++++ DATA ROWS

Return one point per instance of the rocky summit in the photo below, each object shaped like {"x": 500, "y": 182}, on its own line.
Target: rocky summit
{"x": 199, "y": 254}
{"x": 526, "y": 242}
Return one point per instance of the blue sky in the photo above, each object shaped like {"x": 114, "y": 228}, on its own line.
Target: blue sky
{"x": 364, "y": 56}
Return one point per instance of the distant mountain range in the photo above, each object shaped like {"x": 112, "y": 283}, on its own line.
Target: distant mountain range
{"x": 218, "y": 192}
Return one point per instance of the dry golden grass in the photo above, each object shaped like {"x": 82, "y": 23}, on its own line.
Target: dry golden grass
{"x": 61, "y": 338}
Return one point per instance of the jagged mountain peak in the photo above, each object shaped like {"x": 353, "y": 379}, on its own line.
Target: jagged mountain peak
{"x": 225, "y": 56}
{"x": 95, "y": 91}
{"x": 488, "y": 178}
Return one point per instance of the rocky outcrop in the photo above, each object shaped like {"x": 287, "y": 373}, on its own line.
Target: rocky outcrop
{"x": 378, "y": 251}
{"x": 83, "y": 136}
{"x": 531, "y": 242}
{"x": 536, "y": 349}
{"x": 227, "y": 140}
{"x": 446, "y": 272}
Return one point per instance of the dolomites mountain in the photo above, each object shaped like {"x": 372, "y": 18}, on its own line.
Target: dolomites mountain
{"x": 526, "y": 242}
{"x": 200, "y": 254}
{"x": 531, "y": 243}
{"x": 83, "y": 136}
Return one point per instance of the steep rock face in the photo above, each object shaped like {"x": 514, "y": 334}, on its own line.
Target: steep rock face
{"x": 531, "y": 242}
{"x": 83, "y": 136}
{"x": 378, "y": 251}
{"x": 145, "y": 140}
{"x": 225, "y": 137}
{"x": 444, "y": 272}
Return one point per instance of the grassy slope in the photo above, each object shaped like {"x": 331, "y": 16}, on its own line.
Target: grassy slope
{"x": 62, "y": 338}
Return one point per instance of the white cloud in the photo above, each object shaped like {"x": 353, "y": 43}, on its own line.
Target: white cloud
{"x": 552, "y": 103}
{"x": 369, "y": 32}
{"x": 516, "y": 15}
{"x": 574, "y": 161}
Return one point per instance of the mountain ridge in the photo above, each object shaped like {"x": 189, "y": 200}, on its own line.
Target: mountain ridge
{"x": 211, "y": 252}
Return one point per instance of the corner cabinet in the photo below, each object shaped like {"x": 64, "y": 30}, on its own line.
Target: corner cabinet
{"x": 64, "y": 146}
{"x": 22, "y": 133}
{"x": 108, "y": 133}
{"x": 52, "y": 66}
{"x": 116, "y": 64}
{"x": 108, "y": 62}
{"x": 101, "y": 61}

++++++++

(TO BE DONE): Render each line of the rows above as a Markdown table with the columns Number and Line, counting up from 1 and skipping any blank lines.

(TASK RESPONSE):
| Number | Line |
|---|---|
| 1 | Return one point per instance of the rocky summit in the photo below, each object shaped like {"x": 500, "y": 182}, on its own line. |
| 2 | Target: rocky summit |
| 3 | {"x": 199, "y": 254} |
| 4 | {"x": 526, "y": 242} |
| 5 | Return one point per instance of the blue sky in the photo above, each object shaped like {"x": 114, "y": 228}, on its own line. |
| 6 | Target: blue sky |
| 7 | {"x": 364, "y": 56} |
| 8 | Return one point per instance of the distant mountain range in the photo above, each object shaped like {"x": 112, "y": 283}, on its own line. |
| 9 | Target: distant mountain range |
| 10 | {"x": 218, "y": 192} |
| 11 | Return one point per instance of the dry golden grass in the photo above, each object shaped like {"x": 82, "y": 23}, on its own line. |
| 12 | Target: dry golden grass |
| 13 | {"x": 61, "y": 338} |
| 14 | Return one point per instance of the jagged mountain peak in the photo above, each object shaped like {"x": 353, "y": 379}, on its own line. |
| 15 | Target: jagged mountain peak |
| 16 | {"x": 225, "y": 56} |
| 17 | {"x": 95, "y": 91} |
| 18 | {"x": 488, "y": 178} |
| 19 | Return one point per instance of the rocky outcrop in the photo above, each object shaped like {"x": 287, "y": 373}, on its own line. |
| 20 | Target: rocky outcrop |
| 21 | {"x": 378, "y": 251} |
| 22 | {"x": 83, "y": 136} |
| 23 | {"x": 531, "y": 242} |
| 24 | {"x": 536, "y": 349} |
| 25 | {"x": 227, "y": 140} |
| 26 | {"x": 446, "y": 272} |
| 27 | Return one point per instance of the dolomites mountain in the photo above, each object shaped like {"x": 372, "y": 18}, on its own line. |
| 28 | Target: dolomites mountain |
| 29 | {"x": 526, "y": 242} |
| 30 | {"x": 200, "y": 254} |
| 31 | {"x": 531, "y": 243} |
| 32 | {"x": 83, "y": 136} |
| 33 | Return one point per instance of the steep rock face in the photo above, each object shaped like {"x": 514, "y": 334}, on its own line. |
| 34 | Target: steep rock face |
| 35 | {"x": 531, "y": 242} |
| 36 | {"x": 83, "y": 136} |
| 37 | {"x": 378, "y": 251} |
| 38 | {"x": 145, "y": 140} |
| 39 | {"x": 225, "y": 137} |
| 40 | {"x": 444, "y": 272} |
| 41 | Return one point per instance of the grassy slope in the photo above, each object shaped like {"x": 331, "y": 16}, on its own line. |
| 42 | Target: grassy slope |
| 43 | {"x": 62, "y": 338} |
| 44 | Return one point per instance of the white cloud in the photo above, each object shaped like {"x": 353, "y": 43}, on its own line. |
| 45 | Target: white cloud |
| 46 | {"x": 552, "y": 103} |
| 47 | {"x": 369, "y": 32} |
| 48 | {"x": 516, "y": 15} |
| 49 | {"x": 574, "y": 161} |
| 50 | Return one point per instance of the mountain ridge in the photo above, each object shaped like {"x": 189, "y": 200}, on its own line. |
| 51 | Target: mountain ridge |
| 52 | {"x": 211, "y": 252} |
| 53 | Return one point per instance of the corner cabinet in the photo below, each object shaped like {"x": 64, "y": 30}, on its own line. |
| 54 | Target: corner cabinet |
| 55 | {"x": 64, "y": 146} |
| 56 | {"x": 22, "y": 133} |
| 57 | {"x": 108, "y": 133} |
| 58 | {"x": 52, "y": 66} |
| 59 | {"x": 116, "y": 64} |
| 60 | {"x": 108, "y": 62} |
| 61 | {"x": 101, "y": 61} |